> **Aim of the exercise**
Can you print all of the items below word for word, leaving the pictures out?

> **Provided data**
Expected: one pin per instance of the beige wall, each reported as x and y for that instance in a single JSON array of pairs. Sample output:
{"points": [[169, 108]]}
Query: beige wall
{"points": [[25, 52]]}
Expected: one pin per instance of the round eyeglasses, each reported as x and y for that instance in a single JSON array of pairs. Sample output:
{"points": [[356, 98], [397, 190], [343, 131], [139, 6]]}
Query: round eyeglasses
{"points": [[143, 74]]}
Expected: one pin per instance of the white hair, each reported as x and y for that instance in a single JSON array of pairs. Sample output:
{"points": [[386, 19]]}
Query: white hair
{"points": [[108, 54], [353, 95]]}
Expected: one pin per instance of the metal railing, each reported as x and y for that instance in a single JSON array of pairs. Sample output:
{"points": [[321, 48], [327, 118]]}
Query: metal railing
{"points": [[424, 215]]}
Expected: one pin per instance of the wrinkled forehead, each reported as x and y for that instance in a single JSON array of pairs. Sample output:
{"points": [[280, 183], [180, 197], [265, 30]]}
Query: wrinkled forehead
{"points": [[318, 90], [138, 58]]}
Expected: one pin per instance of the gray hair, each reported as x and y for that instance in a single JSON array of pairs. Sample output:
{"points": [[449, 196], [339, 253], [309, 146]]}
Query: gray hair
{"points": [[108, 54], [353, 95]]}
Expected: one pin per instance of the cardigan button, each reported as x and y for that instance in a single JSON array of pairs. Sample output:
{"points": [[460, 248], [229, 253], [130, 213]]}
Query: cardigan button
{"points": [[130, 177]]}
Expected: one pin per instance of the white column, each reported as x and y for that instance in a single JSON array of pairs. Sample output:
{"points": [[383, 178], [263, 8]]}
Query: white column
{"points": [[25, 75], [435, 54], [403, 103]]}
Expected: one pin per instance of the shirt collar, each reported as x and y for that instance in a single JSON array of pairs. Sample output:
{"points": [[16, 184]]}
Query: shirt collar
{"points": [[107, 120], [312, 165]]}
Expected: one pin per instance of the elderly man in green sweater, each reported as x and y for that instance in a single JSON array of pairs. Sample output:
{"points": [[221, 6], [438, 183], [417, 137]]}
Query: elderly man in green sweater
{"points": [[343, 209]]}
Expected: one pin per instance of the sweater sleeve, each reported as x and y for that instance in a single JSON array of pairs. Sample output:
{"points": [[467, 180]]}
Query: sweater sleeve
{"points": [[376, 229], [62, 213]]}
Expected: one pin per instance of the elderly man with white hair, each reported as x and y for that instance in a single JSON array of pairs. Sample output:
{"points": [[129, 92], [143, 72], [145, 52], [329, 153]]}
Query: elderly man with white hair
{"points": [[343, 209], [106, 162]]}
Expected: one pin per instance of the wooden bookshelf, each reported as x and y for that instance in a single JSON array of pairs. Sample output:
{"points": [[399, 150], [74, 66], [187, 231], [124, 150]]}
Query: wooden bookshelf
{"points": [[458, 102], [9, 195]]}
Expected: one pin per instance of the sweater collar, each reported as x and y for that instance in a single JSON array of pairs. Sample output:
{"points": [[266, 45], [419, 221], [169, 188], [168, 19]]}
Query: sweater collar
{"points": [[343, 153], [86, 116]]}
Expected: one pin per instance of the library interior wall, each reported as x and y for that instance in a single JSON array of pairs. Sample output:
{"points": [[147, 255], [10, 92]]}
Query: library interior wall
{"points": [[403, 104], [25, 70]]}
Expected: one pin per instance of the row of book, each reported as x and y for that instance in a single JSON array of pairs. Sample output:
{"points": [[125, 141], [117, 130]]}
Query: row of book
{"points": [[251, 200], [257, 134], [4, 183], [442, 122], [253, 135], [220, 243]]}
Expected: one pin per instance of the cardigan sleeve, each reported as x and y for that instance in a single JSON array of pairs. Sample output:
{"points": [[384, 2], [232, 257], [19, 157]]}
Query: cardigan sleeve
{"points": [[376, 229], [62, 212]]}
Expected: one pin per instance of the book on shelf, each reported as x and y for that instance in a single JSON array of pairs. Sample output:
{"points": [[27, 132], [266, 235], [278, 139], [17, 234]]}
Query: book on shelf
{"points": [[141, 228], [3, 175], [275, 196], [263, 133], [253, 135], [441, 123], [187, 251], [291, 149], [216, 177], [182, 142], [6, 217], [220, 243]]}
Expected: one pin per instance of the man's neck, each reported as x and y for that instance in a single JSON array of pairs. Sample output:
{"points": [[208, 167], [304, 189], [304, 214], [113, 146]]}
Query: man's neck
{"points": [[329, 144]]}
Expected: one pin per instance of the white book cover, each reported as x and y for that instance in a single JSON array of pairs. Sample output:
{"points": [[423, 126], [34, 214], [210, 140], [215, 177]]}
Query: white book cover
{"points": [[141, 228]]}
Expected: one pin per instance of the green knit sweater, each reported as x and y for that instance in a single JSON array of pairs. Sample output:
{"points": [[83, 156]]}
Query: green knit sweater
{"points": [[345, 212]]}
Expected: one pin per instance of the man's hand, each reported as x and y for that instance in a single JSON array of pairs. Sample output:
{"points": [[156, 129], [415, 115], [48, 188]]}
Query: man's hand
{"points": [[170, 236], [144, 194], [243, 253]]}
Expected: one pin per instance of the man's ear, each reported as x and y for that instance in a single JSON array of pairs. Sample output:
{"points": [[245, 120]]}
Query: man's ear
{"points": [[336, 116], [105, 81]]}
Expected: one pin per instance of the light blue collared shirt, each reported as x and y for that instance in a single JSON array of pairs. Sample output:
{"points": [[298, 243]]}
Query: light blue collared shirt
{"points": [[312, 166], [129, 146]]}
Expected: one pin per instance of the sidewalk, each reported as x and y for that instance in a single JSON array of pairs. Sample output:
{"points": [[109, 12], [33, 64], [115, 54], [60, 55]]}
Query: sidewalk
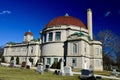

> **Answer to this exercise**
Expected: one pin per instance of the beige wall, each reported as x and y for that instance in a single JSON array of pairs. Sample output:
{"points": [[169, 108]]}
Query: beige wall
{"points": [[25, 52]]}
Expected: one pin per instance of the round eyeglasses, each reported as x and y for that instance in a single JSON array of pairs. Sample output:
{"points": [[356, 98], [397, 190], [343, 131], [139, 6]]}
Query: round eyeglasses
{"points": [[143, 74]]}
Expected: one pin per instance of the white hair, each reported as x and y for that instance in a single JSON array of pairs. Sample output:
{"points": [[386, 19]]}
Query: white hair
{"points": [[108, 54], [353, 95]]}
Expected: one pin per instance of the metal railing, each reported as x and y for that instance in a single JSON array of pairs. Sample output:
{"points": [[321, 48], [327, 118]]}
Query: metal railing
{"points": [[424, 215]]}
Expected: one pin per instance of the wrinkled forehead, each reported as x and y for that instance in a single JSON array of pairs. Sample output:
{"points": [[280, 183], [180, 197], [265, 30]]}
Query: wrinkled forehead
{"points": [[318, 90], [138, 58]]}
Expected: one pin per instance of the gray hair, each reported as x and y for that instance in a single JSON array of pairs. Sample output:
{"points": [[449, 196], [339, 253], [309, 146]]}
Query: gray hair
{"points": [[108, 54], [353, 95]]}
Expected: one pin per instance of the cardigan button, each reported as x and y for that instance in a single JSON array of pairs. Sample output:
{"points": [[460, 248], [229, 253], [130, 213]]}
Query: cardigan button
{"points": [[130, 177]]}
Expected: one pin per instance of the white column, each reported as x and y for that instance in a single JSON array of pairs. Sample output:
{"points": [[383, 178], [263, 8]]}
Query: white column
{"points": [[25, 75], [435, 54], [403, 103]]}
Expected: one pin per instance of the shirt collar, each reported as x and y for that instance in a single JSON array of pairs. Sample output:
{"points": [[16, 184]]}
Query: shirt collar
{"points": [[107, 120], [312, 165]]}
Expected: one pin per instance of the elderly man in green sweater, each reported as x and y for that instance in a single JSON array of pairs. Sample output:
{"points": [[221, 6], [438, 183], [417, 137]]}
Query: elderly man in green sweater
{"points": [[343, 209]]}
Expected: one pin per instance of the sweater sleeve, each reported as x and y for that instance in a single JSON array of pairs. Sample output:
{"points": [[467, 180]]}
Query: sweater sleeve
{"points": [[376, 229], [62, 213]]}
Expected: one pin per instance of the elderly man with white hair, each reported as x and y for that instance in a single JSON array of pairs. Sample output:
{"points": [[129, 92], [143, 72], [145, 52], [329, 153]]}
Query: elderly man with white hair
{"points": [[343, 209], [106, 162]]}
Expected: one pin per instance of the wooden bookshelf, each reported as x and y for that instance in a single JSON array of pairs. Sample output:
{"points": [[399, 150], [74, 66], [187, 231], [124, 150]]}
Query: wooden bookshelf
{"points": [[458, 102], [9, 195]]}
Expected: one pin per instance of the sweater collar, each reported as x and y for that instance in a single JSON array of pairs. Sample output:
{"points": [[266, 45], [419, 221], [169, 188], [168, 19]]}
Query: sweater collar
{"points": [[343, 153], [86, 116]]}
Expected: one pin per instance of the library interior wall, each reported as x and y for that instance in a single JSON array of pairs. Sample output:
{"points": [[147, 255], [10, 92]]}
Query: library interior wall
{"points": [[403, 104], [25, 70]]}
Expected: one pin per instance of the row of book, each reported as x and y for that instance in a single JSON array of pairs. Sample output:
{"points": [[125, 141], [117, 130]]}
Query: row of book
{"points": [[251, 200], [257, 134], [4, 183], [442, 122], [253, 135], [220, 243]]}
Expected: one pin per instance of the cardigan sleeve, each reported as x and y for that instance in a single JSON array of pairs. Sample output:
{"points": [[384, 2], [232, 257], [19, 157]]}
Query: cardigan sleeve
{"points": [[376, 229], [62, 212]]}
Expected: one pin per instance of the book on shelf, each reported as x and y for that instance in a single JSON array of pairs. Sample output:
{"points": [[27, 132], [266, 235], [278, 139], [17, 234]]}
Query: book on shelf
{"points": [[141, 228], [3, 175], [275, 196], [263, 133], [253, 135], [441, 123], [187, 251], [291, 149], [216, 177], [182, 142], [6, 217], [220, 243]]}
Expected: one pin per instance of the man's neck, each reported as x and y for that instance in a single JSON array of pairs. Sample output:
{"points": [[208, 167], [304, 189], [304, 214], [113, 146]]}
Query: man's neck
{"points": [[329, 144]]}
Expected: one pin per instance of the white book cover, each reported as x and y for that instance in a single JSON array of pairs. Sample output:
{"points": [[423, 126], [34, 214], [210, 140], [215, 177]]}
Query: white book cover
{"points": [[141, 228]]}
Expected: one pin per instance of the green knit sweater, each reported as x and y for that instance in a single JSON array of pairs. Sample output:
{"points": [[83, 156]]}
Query: green knit sweater
{"points": [[345, 212]]}
Expected: one pin per instance of the man's hand, each reported as x and y for that instance in a single JSON array of pairs. Sample output:
{"points": [[156, 129], [415, 115], [48, 188]]}
Query: man's hand
{"points": [[170, 236], [144, 194], [243, 253]]}
Expected: one pin per instance of the man's ear, each reported as x and y for that instance in a single JSON array of pairs. Sample output:
{"points": [[245, 120]]}
Query: man's ear
{"points": [[336, 116], [105, 81]]}
Expected: one pin per instance of the light blue collared shirt, each reported as x and y for that instance in a single JSON array of pairs. Sample output:
{"points": [[298, 243]]}
Query: light blue collared shirt
{"points": [[312, 166], [129, 146]]}
Expected: one pin per instance of the sidewalk, each reported as x and y for that instance in a single JSON array of pairs. Sample output:
{"points": [[109, 12], [33, 64], [115, 54], [60, 55]]}
Query: sidewalk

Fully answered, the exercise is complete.